▶ Metin Bölümü

▬▬▬

Trabzonspor’un ‘eksiği’ nerede?..
Bordo-mavili ekip, Büyükşehir Belediye Erzurumspor deplasmanında 2 puan bırakınca, adeta ‘Şampiyonluk yarışında ben yokum’ dedi. Abdullah Avcı’nın başarılı yönetimiyle umut yeşerten bordo-mavili ekip, Aytemiz Alanya ve Fenerbahçe yenilgileriyle sarsıldı, bardağı taşıran (şampiyonluğu unutturan) son damla ise Erzurumspor karşılaşması oldu. Büyükşehir Belediye Erzurumspor, ligde kalma yolunda varını yoğunu ortaya koyan güçlü bir ekip. Futbol beceriksizliği ise, sergilediği oyunun karşılığını alamaması. İşte böyle bir rakip karşısında yapmanız gereken sahadan galip ayrılmak. Karadeniz ekibi bunu başaramadığı için ligin zirvesinden uzaklaştı. Ligin ilk üç sırasında yer alan takımların yenilgi hanesine baktığınızda, ne demek istediğimiz sanırım anlaşılacaktır. Bordo-mavili ekibin bu dezavantajı avantaja çevirememesinin nedeni, oynadığı 29 maçtan 7 beraberlikle ayrılması. Kaybedilen 14 puanın ne manaya geldiğini, lider Beşiktaş’la arasındaki 11 puan farktan anlaşılacaktır…
GOLCÜLERİNİ ARAR OLDU…
Trabzonspor’un ligde arzuladığı performansa ulaşamamasının en önemli nedenlerinden biri de, gol yollarındaki sıkıntı. Bordo-mavili ekip, geride bıraktığı 29 maçta 35 golle, son 4 sezonun en az gol attığı dönemi yaşıyor. Bu durum araştırmalara da o kadar net yansıyor ki. Bordo-mavililer geçtiğimiz sezon bugün (29 hafta sonunda), tam 65 gol kaydetmiş. Karadeniz ekibinin bu sezon en golcü ismi devre arasında transfer edilen Anastasıos Bakasetas. Aytemiz Alanyaspor’dan takıma kazandırılan oyuncunun toplam (her iki takımda kaydettiği) gol sayısı 12. Bu gollerin yarısını, Alanyaspor’da kaydetmiş. Bunun ne demek olduğu, Norveçli oyuncu Alexander Sörloth’un geçen sezon (2019-2020) bordo-mavili forma altında 24 golle gol kralı olmasından daha iyi anlaşılacaktır. Bu tablo, Trabzonspor’un neden zirveden koptuğunun apaçık yansıması. Bunlara değinirken, Fransa Liginde forma giyen Yusuf Yazıcı ve bordo-mavili formayı giyerken 2011-2012 sezonunda 33 golle gol kralı olan Burak Yılmaz’ı hatırladık. Tabii bizim hatırlamamamız bir yere kadar, asıl hatırlaması gereken Trabzonspor yönetimi ve teknik direktör Abdullah Avcı. Futbol dendiği vakit, ilk akla gelen Karadeniz’in yetenekli isimlerini Trabzonspor ve Türk futboluna kazandırması önemli. O bugün olmayacaksa ne vakit olacak. Yunan futbolcunun golcülüğüyle kendinizi avutursunuz, bir gün gelir Norveçli oyuncunuz Sörloth gibi sizi yarı yolda bırakır giderse, sakın şaşırmayın!.!

▬▬▬

▶ Kaynak Veriler
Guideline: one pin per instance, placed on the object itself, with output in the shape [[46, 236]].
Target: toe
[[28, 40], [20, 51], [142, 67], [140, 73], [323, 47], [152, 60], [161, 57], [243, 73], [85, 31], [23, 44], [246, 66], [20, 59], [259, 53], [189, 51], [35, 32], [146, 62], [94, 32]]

▬▬▬

Trabzonspor yazısında “Trabzonspor’un ligde arzuladığı performansa” diye başlayan paragrafı, ana bilgilerini koruyarak kısa maddeler hâlinde yeniden yazın.

▶ Sonuç
- Trabzonspor'un ligde istediği performansa ulaşamamasının en önemli nedenlerinden biri gol sıkıntısıdır.
- Takım 29 maçta 35 gol atmıştır. Bu, son 4 sezonun en az gollü dönemidir. Geçen sezon aynı noktada 65 gol atılmıştı.
- Bu sezonun en golcü ismi, devre arasında Aytemiz Alanyaspor'dan gelen Anastasıos Bakasetas'tır. İki takımda attığı toplam 12 golün yarısı Alanyaspor'dadır.
- Karşılaştırma için Norveçli Alexander Sörloth, 2019-2020 sezonunda 24 golle gol kralı olmuştu.
- Yazıda Fransa Liginde forma giyen Yusuf Yazıcı ve 2011-2012'de Trabzonspor formasıyla 33 golle gol kralı olan Burak Yılmaz hatırlatılıyor. Asıl hatırlaması gerekenlerin yönetim ve Abdullah Avcı olduğu vurgulanıyor.
- Karadeniz'in yetenekli isimlerini Trabzonspor'a ve Türk futboluna kazandırmak önemli bulunuyor.
- Yunan futbolcunun golcülüğüyle avunan kulübün, bir gün Sörloth gibi yarı yolda bırakılabileceği uyarısı yapılıyor.